**To be done**: Repeat the whole listing exactly.

**Supplied information**:
━━━━━━━━━━━━━━━━━━━━

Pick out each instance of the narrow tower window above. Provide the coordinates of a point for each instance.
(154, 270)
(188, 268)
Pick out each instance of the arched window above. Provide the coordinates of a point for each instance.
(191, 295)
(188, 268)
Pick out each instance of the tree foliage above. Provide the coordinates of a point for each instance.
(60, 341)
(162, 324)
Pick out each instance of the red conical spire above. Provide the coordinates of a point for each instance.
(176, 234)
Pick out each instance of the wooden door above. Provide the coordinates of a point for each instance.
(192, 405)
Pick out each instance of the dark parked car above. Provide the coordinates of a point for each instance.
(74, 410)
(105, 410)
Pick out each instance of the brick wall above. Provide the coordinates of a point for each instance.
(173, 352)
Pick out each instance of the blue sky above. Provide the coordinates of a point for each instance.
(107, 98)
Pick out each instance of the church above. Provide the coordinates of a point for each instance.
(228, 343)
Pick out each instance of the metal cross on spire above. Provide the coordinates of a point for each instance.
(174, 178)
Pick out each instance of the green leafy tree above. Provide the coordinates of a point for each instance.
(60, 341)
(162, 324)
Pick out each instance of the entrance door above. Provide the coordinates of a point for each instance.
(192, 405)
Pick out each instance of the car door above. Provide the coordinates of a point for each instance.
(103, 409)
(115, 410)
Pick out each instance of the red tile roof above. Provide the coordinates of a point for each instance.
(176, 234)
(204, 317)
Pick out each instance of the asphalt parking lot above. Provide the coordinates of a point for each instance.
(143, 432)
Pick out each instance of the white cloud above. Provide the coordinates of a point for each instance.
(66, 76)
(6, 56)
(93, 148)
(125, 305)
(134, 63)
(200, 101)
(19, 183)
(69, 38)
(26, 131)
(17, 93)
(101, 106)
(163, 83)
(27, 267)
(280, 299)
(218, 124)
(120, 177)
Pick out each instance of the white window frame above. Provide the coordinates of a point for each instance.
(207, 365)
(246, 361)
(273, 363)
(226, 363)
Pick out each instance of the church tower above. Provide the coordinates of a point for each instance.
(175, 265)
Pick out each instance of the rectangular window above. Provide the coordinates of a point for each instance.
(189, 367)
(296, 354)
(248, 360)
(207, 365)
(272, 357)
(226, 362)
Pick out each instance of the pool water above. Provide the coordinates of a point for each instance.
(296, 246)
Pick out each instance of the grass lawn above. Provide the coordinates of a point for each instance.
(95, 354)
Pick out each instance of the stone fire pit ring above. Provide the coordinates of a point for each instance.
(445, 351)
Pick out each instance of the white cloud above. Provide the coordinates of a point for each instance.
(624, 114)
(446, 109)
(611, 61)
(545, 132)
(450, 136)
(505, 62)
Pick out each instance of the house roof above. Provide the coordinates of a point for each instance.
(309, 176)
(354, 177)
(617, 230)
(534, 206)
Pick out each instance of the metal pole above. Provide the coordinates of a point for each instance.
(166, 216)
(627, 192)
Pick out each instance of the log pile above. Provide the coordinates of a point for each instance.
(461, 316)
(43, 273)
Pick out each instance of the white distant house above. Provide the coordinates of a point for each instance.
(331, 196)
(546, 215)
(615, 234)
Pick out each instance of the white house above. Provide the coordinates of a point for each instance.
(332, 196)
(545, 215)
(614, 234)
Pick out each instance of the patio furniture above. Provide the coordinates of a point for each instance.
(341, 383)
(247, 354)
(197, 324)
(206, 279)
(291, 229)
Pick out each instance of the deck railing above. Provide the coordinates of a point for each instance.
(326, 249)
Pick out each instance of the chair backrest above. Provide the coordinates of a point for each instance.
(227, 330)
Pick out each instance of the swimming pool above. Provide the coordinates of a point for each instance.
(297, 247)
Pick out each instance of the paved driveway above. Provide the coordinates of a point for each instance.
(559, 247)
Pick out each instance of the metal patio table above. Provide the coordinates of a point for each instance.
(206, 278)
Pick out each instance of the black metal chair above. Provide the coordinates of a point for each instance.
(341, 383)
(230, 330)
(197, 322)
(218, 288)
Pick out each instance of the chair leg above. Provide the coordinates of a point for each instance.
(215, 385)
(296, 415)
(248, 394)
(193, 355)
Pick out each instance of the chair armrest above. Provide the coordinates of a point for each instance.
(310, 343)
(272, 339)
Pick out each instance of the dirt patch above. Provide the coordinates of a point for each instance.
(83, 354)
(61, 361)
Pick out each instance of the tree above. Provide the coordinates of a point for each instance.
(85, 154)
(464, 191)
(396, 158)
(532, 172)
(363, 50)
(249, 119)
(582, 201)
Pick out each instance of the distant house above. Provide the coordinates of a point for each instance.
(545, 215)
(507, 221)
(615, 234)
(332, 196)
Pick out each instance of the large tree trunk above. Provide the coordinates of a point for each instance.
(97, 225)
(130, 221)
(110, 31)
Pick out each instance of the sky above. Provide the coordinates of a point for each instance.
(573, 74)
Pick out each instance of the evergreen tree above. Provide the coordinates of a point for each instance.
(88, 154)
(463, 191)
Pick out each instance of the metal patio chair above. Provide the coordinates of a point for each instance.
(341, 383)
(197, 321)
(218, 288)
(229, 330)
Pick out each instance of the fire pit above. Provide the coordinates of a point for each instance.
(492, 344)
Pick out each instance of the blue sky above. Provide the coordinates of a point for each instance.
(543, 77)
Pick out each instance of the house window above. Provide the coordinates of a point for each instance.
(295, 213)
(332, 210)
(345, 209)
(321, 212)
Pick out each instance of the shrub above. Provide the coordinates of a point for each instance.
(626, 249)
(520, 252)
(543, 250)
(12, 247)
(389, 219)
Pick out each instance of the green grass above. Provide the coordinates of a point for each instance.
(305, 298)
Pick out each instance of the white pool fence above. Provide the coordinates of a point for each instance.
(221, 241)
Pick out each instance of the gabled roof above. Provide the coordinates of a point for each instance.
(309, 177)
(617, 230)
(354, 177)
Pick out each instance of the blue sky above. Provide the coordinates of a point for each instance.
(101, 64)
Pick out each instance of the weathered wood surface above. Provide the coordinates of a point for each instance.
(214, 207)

━━━━━━━━━━━━━━━━━━━━

**Expected answer**:
Pick out each instance of the narrow tower window above. Provide the coordinates of a point for each instance.
(154, 270)
(188, 268)
Pick out each instance of the arched window above. Provide the coordinates of a point for each instance.
(191, 295)
(188, 268)
Pick out each instance of the tree foliage above. Provide the coordinates of a point for each instance.
(60, 341)
(162, 324)
Pick out each instance of the red conical spire above. Provide the coordinates of a point for each instance.
(176, 234)
Pick out each instance of the wooden door above. Provide the coordinates of a point for each instance.
(192, 405)
Pick out each instance of the dark parked car above. Provide the coordinates of a point for each instance.
(74, 410)
(105, 410)
Pick out each instance of the brick wall above. Provide the coordinates of a point for each instance.
(173, 352)
Pick out each instance of the blue sky above. Provide the coordinates of a point for each instance.
(107, 98)
Pick out each instance of the church above. Provide the coordinates of a point for each instance.
(228, 343)
Pick out each instance of the metal cross on spire above. Provide the coordinates of a point for each instance.
(174, 178)
Pick out each instance of the green leafy tree above. Provide the coordinates of a point for each instance.
(60, 341)
(162, 324)
Pick out each instance of the entrance door above. Provide the coordinates of a point for each instance.
(192, 405)
Pick out each instance of the car door above. Provide the coordinates of a point for each instance.
(103, 409)
(115, 410)
Pick out each instance of the red tile roof above. Provide the coordinates of a point for each instance.
(176, 234)
(204, 317)
Pick out each instance of the asphalt parking lot above. Provide the coordinates of a point for each instance.
(143, 432)
Pick out each instance of the white cloud above. Provide the coordinates of a point for each instance.
(66, 76)
(6, 56)
(93, 148)
(125, 305)
(134, 63)
(200, 101)
(19, 183)
(69, 38)
(26, 131)
(17, 93)
(101, 106)
(163, 83)
(27, 267)
(280, 299)
(218, 124)
(120, 177)
Pick out each instance of the white window frame above. Provide the coordinates of a point for each instance.
(207, 365)
(246, 361)
(273, 363)
(226, 363)
Pick out each instance of the church tower above. Provide the coordinates of a point for each instance.
(175, 265)
Pick out each instance of the rectangular window above. Provide the coordinates of a point for each instance.
(189, 367)
(296, 354)
(248, 360)
(207, 365)
(272, 357)
(226, 362)
Pick out each instance of the pool water above. Provide the coordinates of a point for each instance.
(296, 246)
Pick out each instance of the grass lawn above. Provide the coordinates of a point for each instance.
(95, 354)
Pick out each instance of the stone fire pit ring above. Provide the coordinates of a point for each instance.
(445, 351)
Pick out each instance of the white cloud above. Provide the coordinates of a point for each instance.
(624, 114)
(446, 109)
(611, 61)
(545, 132)
(450, 136)
(505, 62)
Pick out each instance of the house roof above. Provide the coordinates of a point for each instance.
(309, 176)
(354, 177)
(617, 230)
(534, 206)
Pick out each instance of the metal pole above. Provide the coordinates of a point for each instance.
(166, 216)
(627, 192)
Pick out each instance of the log pile above. Provide the coordinates of a point for each instance.
(461, 316)
(43, 273)
Pick out each instance of the white distant house above. Provide the coordinates of a point for each instance.
(331, 196)
(546, 215)
(615, 234)
Pick out each instance of the white house above. Provide the coordinates of a point for each instance.
(332, 196)
(545, 215)
(614, 234)
Pick out each instance of the patio furniture above. Provide the coordinates of a point for each instance.
(341, 383)
(247, 354)
(197, 324)
(206, 279)
(291, 229)
Pick out each instance of the deck railing above. Provide the coordinates of a point for each instance.
(326, 249)
Pick out each instance of the chair backrest above. Provide the coordinates of a point for each instance.
(227, 330)
Pick out each instance of the swimming pool above. Provide the coordinates of a point for each instance.
(297, 247)
Pick out each instance of the paved driveway above. Provide the coordinates of a point for each instance.
(559, 247)
Pick out each instance of the metal patio table above. Provide the coordinates of a point for each instance.
(206, 278)
Pick out each instance of the black metal chair above. Provide the coordinates of a point for each instance.
(341, 383)
(230, 330)
(197, 322)
(218, 288)
Pick out each instance of the chair leg above. Provide the coordinates of a point for each instance.
(215, 385)
(296, 415)
(248, 394)
(193, 355)
Pick out each instance of the chair armrest above. Provide the coordinates of a point for each instance.
(310, 343)
(272, 339)
Pick out each instance of the dirt patch above. Provide the coordinates of a point for each instance.
(83, 354)
(61, 361)
Pick out each instance of the tree above. Provide the coordinates of a point for each instance.
(85, 154)
(464, 191)
(396, 158)
(532, 172)
(363, 50)
(249, 119)
(582, 201)
Pick out each instance of the distant house above. Provide the coordinates of a point for each instance.
(545, 215)
(507, 221)
(615, 234)
(332, 196)
Pick out each instance of the large tree trunk above. Provide the coordinates of a point for each instance.
(97, 225)
(130, 221)
(110, 31)
Pick out each instance of the sky above. Provide the coordinates of a point for each instance.
(573, 74)
Pick out each instance of the evergreen tree above. Provide the coordinates of a point for each instance.
(88, 154)
(463, 191)
Pick out each instance of the metal patio chair above. Provide the coordinates of a point for each instance.
(341, 383)
(197, 321)
(218, 288)
(229, 330)
Pick out each instance of the fire pit above. Provide the coordinates of a point for each instance.
(492, 344)
Pick out each instance of the blue sky above. Provide the coordinates of a point for each instance.
(543, 77)
Pick out each instance of the house window above. Provide the coordinates of a point for each instance.
(295, 213)
(332, 210)
(345, 209)
(321, 212)
Pick out each instance of the shrub above. Provide the coordinates of a point for each instance.
(626, 249)
(520, 252)
(543, 250)
(12, 247)
(389, 219)
Pick out each instance of the green grass above. Provide the coordinates of a point for each instance.
(305, 298)
Pick out each instance of the white pool fence above. Provide the coordinates of a point for each instance.
(221, 241)
Pick out each instance of the gabled roof above. Provide the coordinates of a point for each instance.
(309, 177)
(617, 230)
(354, 177)
Pick out each instance of the blue sky above. Provide the coordinates of a point for each instance.
(101, 64)
Pick out each instance of the weathered wood surface above. Provide the coordinates of a point for each instance.
(214, 207)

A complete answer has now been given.